### Job
Print each of the rows below word for word, and leave the pictures out.

====

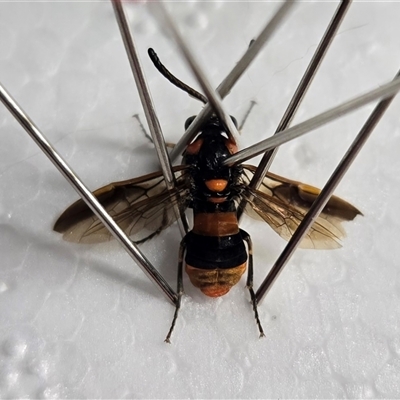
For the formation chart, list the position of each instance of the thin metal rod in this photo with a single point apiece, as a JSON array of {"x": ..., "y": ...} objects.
[
  {"x": 148, "y": 107},
  {"x": 85, "y": 194},
  {"x": 294, "y": 132},
  {"x": 225, "y": 87},
  {"x": 302, "y": 89},
  {"x": 324, "y": 196},
  {"x": 213, "y": 97}
]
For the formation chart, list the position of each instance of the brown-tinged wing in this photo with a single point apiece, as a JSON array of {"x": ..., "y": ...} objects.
[
  {"x": 283, "y": 203},
  {"x": 142, "y": 207}
]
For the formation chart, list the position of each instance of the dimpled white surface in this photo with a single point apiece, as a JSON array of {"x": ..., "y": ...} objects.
[{"x": 80, "y": 321}]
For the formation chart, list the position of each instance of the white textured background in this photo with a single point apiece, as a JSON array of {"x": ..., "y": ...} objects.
[{"x": 84, "y": 321}]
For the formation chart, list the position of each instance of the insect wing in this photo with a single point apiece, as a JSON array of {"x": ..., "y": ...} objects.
[
  {"x": 139, "y": 206},
  {"x": 283, "y": 203}
]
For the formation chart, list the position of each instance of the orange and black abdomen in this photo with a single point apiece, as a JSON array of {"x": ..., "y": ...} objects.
[{"x": 215, "y": 253}]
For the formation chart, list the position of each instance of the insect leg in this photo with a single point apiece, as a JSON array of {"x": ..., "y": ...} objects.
[
  {"x": 182, "y": 249},
  {"x": 252, "y": 104},
  {"x": 249, "y": 283}
]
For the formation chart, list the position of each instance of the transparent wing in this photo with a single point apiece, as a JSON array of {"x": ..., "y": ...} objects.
[
  {"x": 142, "y": 207},
  {"x": 283, "y": 203}
]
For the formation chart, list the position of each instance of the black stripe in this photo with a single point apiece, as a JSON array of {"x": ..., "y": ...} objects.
[{"x": 212, "y": 252}]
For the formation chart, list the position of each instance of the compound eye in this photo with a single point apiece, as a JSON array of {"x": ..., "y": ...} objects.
[{"x": 189, "y": 121}]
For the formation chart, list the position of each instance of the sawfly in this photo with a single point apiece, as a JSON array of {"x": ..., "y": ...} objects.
[{"x": 214, "y": 250}]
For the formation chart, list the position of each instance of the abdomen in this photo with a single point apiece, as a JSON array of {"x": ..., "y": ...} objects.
[{"x": 215, "y": 253}]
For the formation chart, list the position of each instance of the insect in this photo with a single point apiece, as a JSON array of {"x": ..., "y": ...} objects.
[{"x": 214, "y": 250}]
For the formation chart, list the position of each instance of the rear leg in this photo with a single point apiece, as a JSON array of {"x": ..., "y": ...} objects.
[
  {"x": 182, "y": 249},
  {"x": 249, "y": 283}
]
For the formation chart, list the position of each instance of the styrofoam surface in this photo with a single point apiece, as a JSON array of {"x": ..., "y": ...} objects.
[{"x": 83, "y": 321}]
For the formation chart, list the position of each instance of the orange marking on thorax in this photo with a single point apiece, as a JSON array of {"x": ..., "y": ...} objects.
[
  {"x": 216, "y": 224},
  {"x": 216, "y": 185}
]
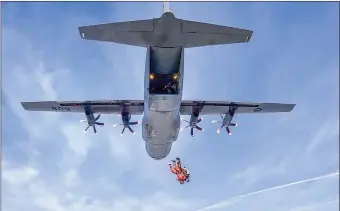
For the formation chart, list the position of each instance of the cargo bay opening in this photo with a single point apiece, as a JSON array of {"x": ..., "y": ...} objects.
[{"x": 164, "y": 70}]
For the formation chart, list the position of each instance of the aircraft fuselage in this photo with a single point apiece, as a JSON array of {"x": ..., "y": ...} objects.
[{"x": 161, "y": 120}]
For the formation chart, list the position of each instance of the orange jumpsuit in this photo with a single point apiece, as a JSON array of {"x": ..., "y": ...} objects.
[
  {"x": 179, "y": 174},
  {"x": 172, "y": 169},
  {"x": 178, "y": 167}
]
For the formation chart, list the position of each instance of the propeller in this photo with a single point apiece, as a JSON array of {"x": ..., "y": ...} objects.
[
  {"x": 193, "y": 124},
  {"x": 126, "y": 125},
  {"x": 92, "y": 123},
  {"x": 225, "y": 124}
]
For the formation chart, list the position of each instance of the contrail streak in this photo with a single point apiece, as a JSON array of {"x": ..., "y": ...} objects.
[
  {"x": 230, "y": 201},
  {"x": 314, "y": 205}
]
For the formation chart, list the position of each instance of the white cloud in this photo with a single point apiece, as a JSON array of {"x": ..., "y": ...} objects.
[
  {"x": 19, "y": 176},
  {"x": 66, "y": 169}
]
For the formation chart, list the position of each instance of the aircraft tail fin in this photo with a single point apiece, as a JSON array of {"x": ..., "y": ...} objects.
[{"x": 166, "y": 7}]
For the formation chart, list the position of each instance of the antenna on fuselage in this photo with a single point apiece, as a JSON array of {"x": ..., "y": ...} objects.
[{"x": 166, "y": 7}]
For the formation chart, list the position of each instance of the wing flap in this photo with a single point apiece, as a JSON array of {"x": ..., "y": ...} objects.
[
  {"x": 222, "y": 107},
  {"x": 135, "y": 107}
]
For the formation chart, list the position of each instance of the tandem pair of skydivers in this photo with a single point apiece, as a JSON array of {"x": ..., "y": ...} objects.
[{"x": 182, "y": 174}]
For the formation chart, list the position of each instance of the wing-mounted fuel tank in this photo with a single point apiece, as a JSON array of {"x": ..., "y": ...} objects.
[{"x": 164, "y": 75}]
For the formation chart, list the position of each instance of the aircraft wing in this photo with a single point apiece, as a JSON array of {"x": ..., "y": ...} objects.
[
  {"x": 222, "y": 107},
  {"x": 135, "y": 107}
]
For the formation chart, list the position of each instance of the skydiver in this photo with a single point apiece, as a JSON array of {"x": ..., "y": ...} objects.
[
  {"x": 179, "y": 174},
  {"x": 178, "y": 165},
  {"x": 186, "y": 173}
]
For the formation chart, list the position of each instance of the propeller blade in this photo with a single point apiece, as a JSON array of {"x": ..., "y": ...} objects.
[
  {"x": 133, "y": 132},
  {"x": 97, "y": 117},
  {"x": 199, "y": 128}
]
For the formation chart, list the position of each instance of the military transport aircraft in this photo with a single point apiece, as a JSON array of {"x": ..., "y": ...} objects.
[{"x": 165, "y": 39}]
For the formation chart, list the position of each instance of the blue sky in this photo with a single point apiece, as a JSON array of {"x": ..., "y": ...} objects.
[{"x": 50, "y": 164}]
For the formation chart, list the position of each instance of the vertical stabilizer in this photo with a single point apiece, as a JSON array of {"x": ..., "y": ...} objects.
[{"x": 166, "y": 7}]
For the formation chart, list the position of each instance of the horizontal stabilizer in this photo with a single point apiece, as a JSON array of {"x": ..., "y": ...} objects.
[
  {"x": 198, "y": 34},
  {"x": 166, "y": 31}
]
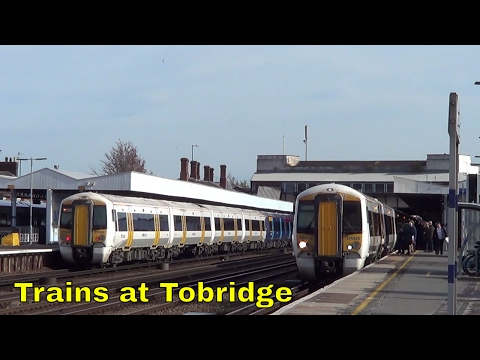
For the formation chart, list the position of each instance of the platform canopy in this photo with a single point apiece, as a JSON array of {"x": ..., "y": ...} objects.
[{"x": 134, "y": 182}]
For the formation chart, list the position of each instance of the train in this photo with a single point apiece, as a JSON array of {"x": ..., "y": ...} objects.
[
  {"x": 339, "y": 230},
  {"x": 106, "y": 230}
]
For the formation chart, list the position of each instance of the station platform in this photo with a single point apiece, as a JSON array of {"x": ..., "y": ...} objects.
[
  {"x": 395, "y": 285},
  {"x": 27, "y": 249},
  {"x": 26, "y": 258}
]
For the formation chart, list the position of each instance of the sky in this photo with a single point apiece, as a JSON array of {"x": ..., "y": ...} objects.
[{"x": 71, "y": 104}]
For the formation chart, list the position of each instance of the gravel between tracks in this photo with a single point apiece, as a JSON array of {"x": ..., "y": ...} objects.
[{"x": 213, "y": 307}]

====

### Output of the exercise
For the formation chart, list the position of each instance of the thin metal rod in this photo with a single point apiece, as a JSON array of {"x": ..., "y": ...} objects.
[
  {"x": 148, "y": 107},
  {"x": 85, "y": 194},
  {"x": 294, "y": 132},
  {"x": 225, "y": 87},
  {"x": 302, "y": 89},
  {"x": 324, "y": 196},
  {"x": 213, "y": 97}
]
For the formation chart, list the position of each instance of the brown-tinged wing in this photo with a single point apiece, as a JSON array of {"x": ..., "y": ...} objects.
[
  {"x": 283, "y": 203},
  {"x": 142, "y": 207}
]
For the formation chart, list the position of each instance of the dimpled white surface in this photo with a single point apiece, as a JSON array of {"x": ..., "y": ...} objects.
[{"x": 80, "y": 321}]
For the formation chart, list the position of each instance of the white textured background in this photo with a single point apiece, as a JSON array of {"x": ..., "y": ...} objects.
[{"x": 84, "y": 321}]
For the formation chart, list the position of each instance of the insect wing in this photo with a single point apiece, as a JSON array of {"x": ..., "y": ...} objects.
[
  {"x": 139, "y": 206},
  {"x": 283, "y": 203}
]
For the formation chart, list the position of each instance of the orange and black abdomen in this photo with a single point apiece, as a JSON array of {"x": ..., "y": ...} objects.
[{"x": 215, "y": 253}]
For the formation chart, list the position of each instance of the insect leg in this photo with a single point apiece, as a JSON array of {"x": ..., "y": ...} objects.
[
  {"x": 182, "y": 249},
  {"x": 252, "y": 104},
  {"x": 249, "y": 283}
]
For the formation chart, list the position of each instance of the transparent wing in this photo with a single point apiece, as a JSON array of {"x": ..., "y": ...} objects.
[
  {"x": 142, "y": 207},
  {"x": 283, "y": 203}
]
For the formation chart, list the position of each instance of the black stripe in this photo with a single point apiece, as a JSON array of {"x": ..., "y": ...} objects.
[{"x": 212, "y": 252}]
For the formation chart, list the position of each instance of the compound eye in this photo with a single point apiece, as a JSON array of {"x": ..., "y": ...} objects.
[{"x": 189, "y": 121}]
For the formation chart, list the position of each instance of the sawfly in this photo with a single point apiece, as a JSON array of {"x": ..., "y": ...} objects.
[{"x": 214, "y": 250}]
For the formation chart, list the position of each instance of the abdomen in this photo with a single point apiece, as a JSON array of {"x": ..., "y": ...} objects.
[{"x": 215, "y": 253}]
For the formation chart, list the position of each instance of the insect in this photo with a single point apiece, as a JSON array of {"x": ..., "y": ...} objects.
[{"x": 214, "y": 250}]
For the formation chart, list the position of each instance of the rear leg in this photo with a single point apiece, as a JSON array of {"x": ..., "y": ...} objects.
[
  {"x": 182, "y": 249},
  {"x": 249, "y": 283}
]
For the formation chart, list the position of each instance of the styrofoam surface in this photo with a single point apiece, as a JSON array of {"x": ..., "y": ...} objects.
[{"x": 83, "y": 321}]
For the formation chart, list the position of each instance of the orange marking on thorax in this photo with a single point apiece, as a JSON array of {"x": ..., "y": ...} objects.
[
  {"x": 216, "y": 224},
  {"x": 216, "y": 185}
]
For the formation chart, list the position of each instance of the cargo bay opening in this photo with a single point apiece, as a JSON array of {"x": ..., "y": ...} objects.
[{"x": 164, "y": 70}]
For the formation chart, list the position of each instance of the aircraft fuselage in this photo with a single point apiece, as a JSON array of {"x": ..., "y": ...} objects.
[{"x": 161, "y": 120}]
For the formation chart, list the position of each instance of the orange jumpsuit in this photo with a single point apiece, as a JSON array of {"x": ..., "y": ...} objects.
[
  {"x": 179, "y": 174},
  {"x": 172, "y": 169},
  {"x": 178, "y": 167}
]
For the formation chart, list the position of each instance of the propeller in this photo with a single point apiece, as a JSON array of {"x": ..., "y": ...} objects.
[
  {"x": 193, "y": 124},
  {"x": 126, "y": 125},
  {"x": 92, "y": 123},
  {"x": 225, "y": 124}
]
For the formation chart, list the position of each instance of the contrail streak in this photo with a single point apiece, as a JSON array of {"x": ..., "y": ...} objects.
[
  {"x": 230, "y": 201},
  {"x": 314, "y": 205}
]
For the formation chart, list the position of each instance of the white cloud in this photo with a single point apiece, as a JSON array of {"x": ..., "y": ...} objects.
[
  {"x": 19, "y": 176},
  {"x": 66, "y": 169}
]
For the formation chart, list the position of each instance of the aircraft tail fin in this photo with a single point apiece, as a JSON array of {"x": ..., "y": ...} objects.
[{"x": 166, "y": 7}]
For the formation chart, list the position of each instance of the antenna on fuselage in this photo with a single point apiece, as a JSON array of {"x": ..., "y": ...} objects.
[{"x": 166, "y": 7}]
For the formation chart, list the position of each instance of the wing flap in this photo with a single point apiece, as a JSON array of {"x": ..., "y": ...} objects.
[
  {"x": 222, "y": 107},
  {"x": 135, "y": 107}
]
For the formation chart, list the position of each instance of the tandem pair of skydivers in this photo with a single point apiece, as a JSON array of {"x": ..., "y": ...} objects.
[{"x": 182, "y": 174}]
For the formation chart, list the position of each instance of the wing-mounted fuel tank in this photo with a single point apiece, as a JSON array of {"x": ..., "y": ...} objects.
[{"x": 164, "y": 75}]
For the formation chart, list the position of each instance of the aircraft wing in this photo with a single point apiece, as a JSON array of {"x": ..., "y": ...} objects.
[
  {"x": 222, "y": 107},
  {"x": 135, "y": 107}
]
For the formation chart, list the position of each instance of the skydiver in this photo with a single point apiece, as a JSON array of {"x": ..., "y": ...} objects.
[
  {"x": 179, "y": 174},
  {"x": 178, "y": 165},
  {"x": 186, "y": 173}
]
For the formation chart, list the position of each instance of the propeller blade in this photo with a single point apiece, as a JSON array of {"x": ..., "y": ...} objects.
[
  {"x": 133, "y": 132},
  {"x": 97, "y": 117},
  {"x": 199, "y": 128}
]
For the formation chart, list the position of each instance of the military transport aircraft in this photo with a single point apiece, as a JSON array of {"x": ..., "y": ...} objects.
[{"x": 165, "y": 39}]
For the formation chart, list the position of each instance of the blue sky in this photo with a single point apiece, as a JSON array of {"x": ..., "y": ...} objects.
[{"x": 50, "y": 164}]
For the formation chart, list the position of each instance of the vertical stabilizer in this photo with a single point apiece, as a JSON array of {"x": ..., "y": ...} objects.
[{"x": 166, "y": 7}]
For the formation chart, list the position of each instance of the horizontal stabilizer in this photo with a single point apiece, as a JSON array of {"x": ..., "y": ...} objects.
[
  {"x": 198, "y": 34},
  {"x": 166, "y": 31}
]
For the formation chart, list the position of each instance of the platform canopy in this photo with a single point apiece, as a JSON array of {"x": ..., "y": ...} objects.
[{"x": 134, "y": 182}]
For the formation chart, list the position of each instance of the train in this photo with a single point apiece, as a JSON array of {"x": ..., "y": ...} objects.
[
  {"x": 339, "y": 230},
  {"x": 106, "y": 230}
]
For the formation chart, list the position of each instance of the station platform in this photo with a single point apiece, as a JSON array of {"x": ..., "y": ...} objects.
[
  {"x": 395, "y": 285},
  {"x": 27, "y": 249},
  {"x": 26, "y": 258}
]
For the formation chart, list the position of each instance of the sky in this photo with a single point apiece, as a JSON array of {"x": ..., "y": ...} objects.
[{"x": 71, "y": 104}]
For the formation chart, list the position of each instance of the gravel between tracks in this photo with a single point apiece, as a JSON array of {"x": ..., "y": ...} objects.
[{"x": 213, "y": 307}]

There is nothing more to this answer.